Problem to solve - Write out an exact copy of the line with "The component shall return one point per instance of the tree" and of each line after it, through the end of the records below.
[[ Record extracts open ]]
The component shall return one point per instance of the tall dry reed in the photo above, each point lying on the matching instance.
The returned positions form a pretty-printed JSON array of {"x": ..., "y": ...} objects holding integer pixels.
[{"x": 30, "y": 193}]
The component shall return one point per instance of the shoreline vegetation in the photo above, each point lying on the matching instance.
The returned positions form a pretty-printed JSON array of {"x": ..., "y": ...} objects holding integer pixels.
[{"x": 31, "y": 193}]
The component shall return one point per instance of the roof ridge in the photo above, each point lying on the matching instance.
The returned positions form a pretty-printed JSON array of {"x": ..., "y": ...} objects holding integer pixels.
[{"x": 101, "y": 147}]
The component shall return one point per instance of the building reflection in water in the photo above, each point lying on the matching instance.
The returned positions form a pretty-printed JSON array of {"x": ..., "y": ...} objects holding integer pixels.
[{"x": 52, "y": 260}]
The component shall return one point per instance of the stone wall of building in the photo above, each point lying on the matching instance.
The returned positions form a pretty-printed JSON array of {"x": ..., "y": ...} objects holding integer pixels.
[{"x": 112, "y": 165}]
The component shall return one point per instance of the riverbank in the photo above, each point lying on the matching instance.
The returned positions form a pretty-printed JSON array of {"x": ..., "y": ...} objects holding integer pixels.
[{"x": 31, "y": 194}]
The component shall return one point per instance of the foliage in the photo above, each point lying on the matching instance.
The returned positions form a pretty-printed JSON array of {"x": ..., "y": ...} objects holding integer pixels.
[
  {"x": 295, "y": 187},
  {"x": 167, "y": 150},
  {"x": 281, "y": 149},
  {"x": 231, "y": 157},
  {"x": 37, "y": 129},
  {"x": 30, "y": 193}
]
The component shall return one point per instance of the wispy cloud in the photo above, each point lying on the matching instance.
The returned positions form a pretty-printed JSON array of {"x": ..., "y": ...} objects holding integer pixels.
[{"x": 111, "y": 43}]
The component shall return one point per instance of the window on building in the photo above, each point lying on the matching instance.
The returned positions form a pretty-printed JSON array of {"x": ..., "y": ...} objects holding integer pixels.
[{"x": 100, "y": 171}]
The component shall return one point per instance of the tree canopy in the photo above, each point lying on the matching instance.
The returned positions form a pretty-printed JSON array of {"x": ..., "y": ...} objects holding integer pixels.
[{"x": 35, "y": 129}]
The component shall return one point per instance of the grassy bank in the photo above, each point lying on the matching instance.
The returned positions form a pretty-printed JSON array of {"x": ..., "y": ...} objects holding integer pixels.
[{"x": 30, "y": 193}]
[[ Record extracts closed ]]
Written answer -
The component shall return one point per instance of the tree canopy in the photo above, each point lying on the matching instance.
The returned positions form a pretty-printed JSON array of {"x": ..., "y": ...} objects holding integer pixels.
[{"x": 35, "y": 129}]
The component shall return one point per instance of the grassy bank in the photo above, each point lying on the matching instance.
The returned positions form a pretty-printed JSON array of {"x": ..., "y": ...} objects holding integer pixels.
[{"x": 30, "y": 193}]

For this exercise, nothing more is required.